+++ Extracted text

|« Prev||Matthew 13:24-43||Next »|
The parable of the wheat and tares, which occupies the chief part of these verses, is one of peculiar importance in the present day. It is eminently calculated to correct the extravagant expectations in which many Christians indulge as to the effect of missions abroad, and of preaching the Gospel at home. May we give it the attention which it deserves!
In the first place, this parable teaches us that good and evil will always be found together in the professing church, until the end of the world.
The visible church is set before us as a mixed body: it is a vast “field” in which “wheat” and “tares” grow side by side. We must expect to find believers and unbelievers, converted and unconverted, “the children of the kingdom” and “the children of the wicked one”all mingled together in every congregation of baptized people.
The purest preaching of the Gospel will not prevent this. In every age of the church the same state of things has existed: it was the experience of the early Fathers; it was the experience of the Reformers; it is the experience of the best ministers at the present hour. There has never been a visible church or a religious assembly of which the members have all been “wheat.” The devil, that great enemy of souls, has always taken care to sow “tares.”
The most strict and prudent discipline will not prevent this: Episcopalians, Presbyterians and Independents all alike find it to be so. Do what we will to purify a church, we shall never succeed in obtaining a perfectly pure communion: tares will be found among the wheat; hypocrites and deceivers will creep in; and worst of all, if we are extreme in our efforts to obtain purity we do more harm than good: we run the risk of encouraging many a Judas Iscariot, and breaking many a bruised reed. In our zeal to gather up the tares, we are in danger of rooting up the wheat with them. Such zeal is not according to knowledge and has often done much harm. Those who care not what happens to the wheat provided they can root up the tares show little of the mind of Christ: and after all, there is deep truth in the charitable saying of Augustine, “Those who are tares today may be wheat tomorrow.”

++++++

• _Written instruction A_: In the commentary on the parable of the wheat and tares, to whom is the saying about tares becoming wheat attributed?
• _Written instruction B_: Which church bodies does the commentary on the parable of the wheat and tares name as finding that strict discipline cannot prevent the mixture of good and evil?
• _Written instruction C_: Duplicate everything in the commentary on the parable of the wheat and tares from "The visible church" down to "of baptized people.".
The items after this point come from a separate source and are unrelated to the commentary.

+++ Records provided

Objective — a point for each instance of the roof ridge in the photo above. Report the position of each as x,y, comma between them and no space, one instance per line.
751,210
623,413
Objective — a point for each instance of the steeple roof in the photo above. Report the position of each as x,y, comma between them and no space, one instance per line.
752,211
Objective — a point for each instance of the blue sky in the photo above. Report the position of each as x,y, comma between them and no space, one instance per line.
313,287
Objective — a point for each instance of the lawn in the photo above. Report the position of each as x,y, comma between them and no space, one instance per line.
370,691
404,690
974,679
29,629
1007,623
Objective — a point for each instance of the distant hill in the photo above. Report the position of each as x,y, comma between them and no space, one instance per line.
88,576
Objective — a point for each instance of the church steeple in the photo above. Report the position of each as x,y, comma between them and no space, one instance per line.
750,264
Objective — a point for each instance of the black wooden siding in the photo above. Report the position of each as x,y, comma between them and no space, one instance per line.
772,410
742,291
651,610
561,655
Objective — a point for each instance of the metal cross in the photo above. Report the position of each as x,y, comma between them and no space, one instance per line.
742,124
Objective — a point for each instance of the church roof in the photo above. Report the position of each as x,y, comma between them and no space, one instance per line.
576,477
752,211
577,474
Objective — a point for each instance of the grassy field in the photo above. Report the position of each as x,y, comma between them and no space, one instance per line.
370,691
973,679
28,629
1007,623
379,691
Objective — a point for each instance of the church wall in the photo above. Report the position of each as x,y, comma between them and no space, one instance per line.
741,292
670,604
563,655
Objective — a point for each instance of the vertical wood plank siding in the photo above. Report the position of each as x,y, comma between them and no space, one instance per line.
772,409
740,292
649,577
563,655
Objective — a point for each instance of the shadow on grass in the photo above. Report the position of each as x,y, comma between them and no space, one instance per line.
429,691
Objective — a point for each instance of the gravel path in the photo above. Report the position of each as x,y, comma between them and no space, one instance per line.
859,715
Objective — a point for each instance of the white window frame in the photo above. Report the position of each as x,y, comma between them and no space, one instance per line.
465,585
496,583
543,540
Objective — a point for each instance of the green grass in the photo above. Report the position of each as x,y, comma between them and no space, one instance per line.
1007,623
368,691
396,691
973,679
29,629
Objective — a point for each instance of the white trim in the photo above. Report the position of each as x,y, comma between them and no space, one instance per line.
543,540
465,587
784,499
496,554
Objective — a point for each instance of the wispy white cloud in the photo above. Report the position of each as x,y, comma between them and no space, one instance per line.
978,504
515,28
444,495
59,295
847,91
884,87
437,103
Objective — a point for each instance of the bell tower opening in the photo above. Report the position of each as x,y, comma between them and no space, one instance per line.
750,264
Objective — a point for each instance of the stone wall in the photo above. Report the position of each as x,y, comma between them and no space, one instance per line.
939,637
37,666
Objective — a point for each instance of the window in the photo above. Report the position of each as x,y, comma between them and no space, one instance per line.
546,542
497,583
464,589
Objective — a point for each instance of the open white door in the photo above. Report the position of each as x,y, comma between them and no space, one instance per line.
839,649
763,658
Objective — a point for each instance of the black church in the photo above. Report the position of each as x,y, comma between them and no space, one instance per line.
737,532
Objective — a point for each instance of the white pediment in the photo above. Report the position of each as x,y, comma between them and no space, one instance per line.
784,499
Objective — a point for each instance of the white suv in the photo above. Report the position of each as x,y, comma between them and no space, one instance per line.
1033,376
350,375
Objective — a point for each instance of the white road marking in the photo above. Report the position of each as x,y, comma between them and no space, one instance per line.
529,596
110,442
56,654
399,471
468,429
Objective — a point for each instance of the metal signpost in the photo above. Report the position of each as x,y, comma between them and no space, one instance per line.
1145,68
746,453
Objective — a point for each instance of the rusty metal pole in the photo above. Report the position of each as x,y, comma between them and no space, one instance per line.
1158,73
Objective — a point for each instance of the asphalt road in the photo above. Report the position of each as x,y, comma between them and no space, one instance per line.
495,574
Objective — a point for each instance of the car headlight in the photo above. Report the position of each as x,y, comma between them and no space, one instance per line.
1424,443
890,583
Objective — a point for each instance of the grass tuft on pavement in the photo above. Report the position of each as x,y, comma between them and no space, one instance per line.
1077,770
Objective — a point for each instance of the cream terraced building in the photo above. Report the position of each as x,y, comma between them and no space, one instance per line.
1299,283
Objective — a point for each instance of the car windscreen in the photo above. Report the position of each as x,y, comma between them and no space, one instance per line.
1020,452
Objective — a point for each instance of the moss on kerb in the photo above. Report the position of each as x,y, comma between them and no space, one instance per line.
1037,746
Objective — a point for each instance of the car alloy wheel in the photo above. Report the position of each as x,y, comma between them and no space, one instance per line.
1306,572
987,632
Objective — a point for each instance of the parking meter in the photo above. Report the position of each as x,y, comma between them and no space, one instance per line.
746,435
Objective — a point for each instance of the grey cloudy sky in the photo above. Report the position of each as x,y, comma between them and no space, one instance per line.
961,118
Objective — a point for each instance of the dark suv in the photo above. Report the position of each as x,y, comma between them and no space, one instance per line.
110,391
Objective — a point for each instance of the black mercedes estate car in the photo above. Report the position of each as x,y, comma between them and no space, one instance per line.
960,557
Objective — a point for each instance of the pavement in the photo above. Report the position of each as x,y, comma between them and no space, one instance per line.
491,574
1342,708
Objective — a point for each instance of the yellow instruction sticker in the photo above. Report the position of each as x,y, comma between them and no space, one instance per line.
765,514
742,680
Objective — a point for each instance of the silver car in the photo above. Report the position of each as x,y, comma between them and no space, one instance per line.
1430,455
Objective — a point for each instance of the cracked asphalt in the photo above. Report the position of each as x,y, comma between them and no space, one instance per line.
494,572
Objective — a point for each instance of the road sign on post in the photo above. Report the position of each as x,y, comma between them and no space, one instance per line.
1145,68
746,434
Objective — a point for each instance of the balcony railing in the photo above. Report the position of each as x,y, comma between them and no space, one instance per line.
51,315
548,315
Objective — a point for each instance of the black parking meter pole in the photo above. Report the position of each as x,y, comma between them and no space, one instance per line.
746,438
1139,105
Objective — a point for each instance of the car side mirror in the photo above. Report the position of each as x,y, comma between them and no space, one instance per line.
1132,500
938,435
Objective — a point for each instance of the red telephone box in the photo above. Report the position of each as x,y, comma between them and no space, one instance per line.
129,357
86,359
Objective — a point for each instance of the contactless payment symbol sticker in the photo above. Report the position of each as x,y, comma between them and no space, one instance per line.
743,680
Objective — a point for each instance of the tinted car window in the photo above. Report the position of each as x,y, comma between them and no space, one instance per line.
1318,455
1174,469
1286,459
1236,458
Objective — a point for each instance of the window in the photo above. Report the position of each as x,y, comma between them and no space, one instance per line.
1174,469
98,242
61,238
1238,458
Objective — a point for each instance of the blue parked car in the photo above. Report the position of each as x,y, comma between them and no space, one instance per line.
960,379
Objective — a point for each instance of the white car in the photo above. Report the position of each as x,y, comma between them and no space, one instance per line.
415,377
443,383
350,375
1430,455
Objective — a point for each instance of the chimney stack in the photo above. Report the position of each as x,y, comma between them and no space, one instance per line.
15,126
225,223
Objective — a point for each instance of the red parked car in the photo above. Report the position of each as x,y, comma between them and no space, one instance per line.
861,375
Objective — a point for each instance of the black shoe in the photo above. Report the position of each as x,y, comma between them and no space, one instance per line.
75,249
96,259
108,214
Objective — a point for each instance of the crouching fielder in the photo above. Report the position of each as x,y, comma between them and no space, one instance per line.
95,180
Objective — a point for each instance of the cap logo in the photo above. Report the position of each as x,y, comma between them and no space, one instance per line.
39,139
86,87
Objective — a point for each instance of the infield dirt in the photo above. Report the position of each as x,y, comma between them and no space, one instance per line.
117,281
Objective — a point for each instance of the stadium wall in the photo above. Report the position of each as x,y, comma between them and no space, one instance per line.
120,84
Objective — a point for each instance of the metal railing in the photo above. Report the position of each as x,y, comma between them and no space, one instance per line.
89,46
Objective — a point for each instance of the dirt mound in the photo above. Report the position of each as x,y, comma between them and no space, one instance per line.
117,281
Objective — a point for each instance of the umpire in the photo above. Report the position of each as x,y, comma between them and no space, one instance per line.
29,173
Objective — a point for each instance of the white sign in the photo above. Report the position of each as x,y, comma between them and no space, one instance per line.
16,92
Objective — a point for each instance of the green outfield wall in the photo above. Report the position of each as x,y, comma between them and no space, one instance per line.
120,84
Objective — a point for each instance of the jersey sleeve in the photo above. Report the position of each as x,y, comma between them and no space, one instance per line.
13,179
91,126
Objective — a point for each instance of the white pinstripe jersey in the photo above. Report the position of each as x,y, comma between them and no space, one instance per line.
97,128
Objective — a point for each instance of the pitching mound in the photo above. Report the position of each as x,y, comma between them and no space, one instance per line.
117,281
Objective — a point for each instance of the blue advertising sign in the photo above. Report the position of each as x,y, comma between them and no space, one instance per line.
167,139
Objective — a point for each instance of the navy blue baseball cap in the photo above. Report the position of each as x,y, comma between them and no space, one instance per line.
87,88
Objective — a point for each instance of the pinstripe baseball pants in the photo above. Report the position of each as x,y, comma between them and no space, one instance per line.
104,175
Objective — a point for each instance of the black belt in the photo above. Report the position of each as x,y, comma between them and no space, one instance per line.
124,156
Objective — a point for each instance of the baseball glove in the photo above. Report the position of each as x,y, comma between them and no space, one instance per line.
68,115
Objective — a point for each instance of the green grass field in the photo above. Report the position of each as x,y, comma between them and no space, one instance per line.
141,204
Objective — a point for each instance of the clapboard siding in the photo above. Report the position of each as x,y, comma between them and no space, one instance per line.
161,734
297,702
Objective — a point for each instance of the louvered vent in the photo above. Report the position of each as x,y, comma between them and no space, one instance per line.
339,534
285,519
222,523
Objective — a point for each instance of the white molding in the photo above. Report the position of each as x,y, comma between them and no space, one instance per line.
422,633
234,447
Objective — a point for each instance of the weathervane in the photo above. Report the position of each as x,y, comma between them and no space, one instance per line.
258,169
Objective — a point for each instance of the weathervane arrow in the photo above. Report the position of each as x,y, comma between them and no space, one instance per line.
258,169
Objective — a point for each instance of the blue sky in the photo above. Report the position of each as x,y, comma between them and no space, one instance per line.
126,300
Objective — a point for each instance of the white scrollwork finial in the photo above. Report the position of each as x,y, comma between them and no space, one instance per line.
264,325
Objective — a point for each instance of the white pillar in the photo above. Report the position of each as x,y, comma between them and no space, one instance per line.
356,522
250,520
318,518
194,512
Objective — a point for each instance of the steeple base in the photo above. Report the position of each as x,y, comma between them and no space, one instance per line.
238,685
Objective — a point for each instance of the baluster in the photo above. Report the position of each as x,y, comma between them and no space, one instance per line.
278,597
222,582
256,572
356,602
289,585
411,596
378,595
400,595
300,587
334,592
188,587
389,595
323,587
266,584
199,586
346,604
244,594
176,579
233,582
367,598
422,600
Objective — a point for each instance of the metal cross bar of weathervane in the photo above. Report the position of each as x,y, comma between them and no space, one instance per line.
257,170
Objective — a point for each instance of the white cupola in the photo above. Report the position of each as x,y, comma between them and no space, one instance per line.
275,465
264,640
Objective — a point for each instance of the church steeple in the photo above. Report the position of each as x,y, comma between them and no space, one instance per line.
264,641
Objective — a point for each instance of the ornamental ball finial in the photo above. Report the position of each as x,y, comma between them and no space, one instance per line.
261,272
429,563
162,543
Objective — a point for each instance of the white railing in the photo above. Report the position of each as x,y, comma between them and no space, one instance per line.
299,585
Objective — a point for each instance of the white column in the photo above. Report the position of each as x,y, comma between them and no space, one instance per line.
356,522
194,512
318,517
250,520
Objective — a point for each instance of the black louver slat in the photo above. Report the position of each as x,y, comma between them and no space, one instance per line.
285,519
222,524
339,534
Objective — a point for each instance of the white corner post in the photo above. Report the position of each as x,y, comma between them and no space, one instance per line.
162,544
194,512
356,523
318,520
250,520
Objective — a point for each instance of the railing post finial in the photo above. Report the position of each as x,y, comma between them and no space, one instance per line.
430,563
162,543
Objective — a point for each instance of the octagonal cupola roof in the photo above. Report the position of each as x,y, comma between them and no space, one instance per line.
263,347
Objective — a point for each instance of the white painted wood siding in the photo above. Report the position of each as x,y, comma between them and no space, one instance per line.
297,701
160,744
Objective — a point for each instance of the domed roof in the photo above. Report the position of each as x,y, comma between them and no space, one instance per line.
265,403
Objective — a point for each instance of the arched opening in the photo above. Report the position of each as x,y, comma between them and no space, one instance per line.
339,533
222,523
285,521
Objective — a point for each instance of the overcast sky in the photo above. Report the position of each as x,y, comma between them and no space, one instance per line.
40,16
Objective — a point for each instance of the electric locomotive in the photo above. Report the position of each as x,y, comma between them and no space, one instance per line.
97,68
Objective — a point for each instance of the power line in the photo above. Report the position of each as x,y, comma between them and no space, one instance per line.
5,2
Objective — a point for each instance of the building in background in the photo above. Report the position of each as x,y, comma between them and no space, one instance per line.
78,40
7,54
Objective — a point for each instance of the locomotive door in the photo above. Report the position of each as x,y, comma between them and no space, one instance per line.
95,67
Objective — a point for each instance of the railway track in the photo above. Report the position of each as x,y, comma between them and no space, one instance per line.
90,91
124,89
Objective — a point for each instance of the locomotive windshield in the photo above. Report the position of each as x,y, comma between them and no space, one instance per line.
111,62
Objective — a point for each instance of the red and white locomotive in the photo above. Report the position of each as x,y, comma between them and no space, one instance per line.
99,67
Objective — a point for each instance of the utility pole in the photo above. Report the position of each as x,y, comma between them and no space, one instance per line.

++++++

• _Exercise response A_: Augustine

• _Exercise response B_: Episcopalians, Presbyterians and Independents

• _Exercise response C_:
The visible church is set before us as a mixed body: it is a vast “field” in which “wheat” and “tares” grow side by side. We must expect to find believers and unbelievers, converted and unconverted, “the children of the kingdom” and “the children of the wicked one”all mingled together in every congregation of baptized people.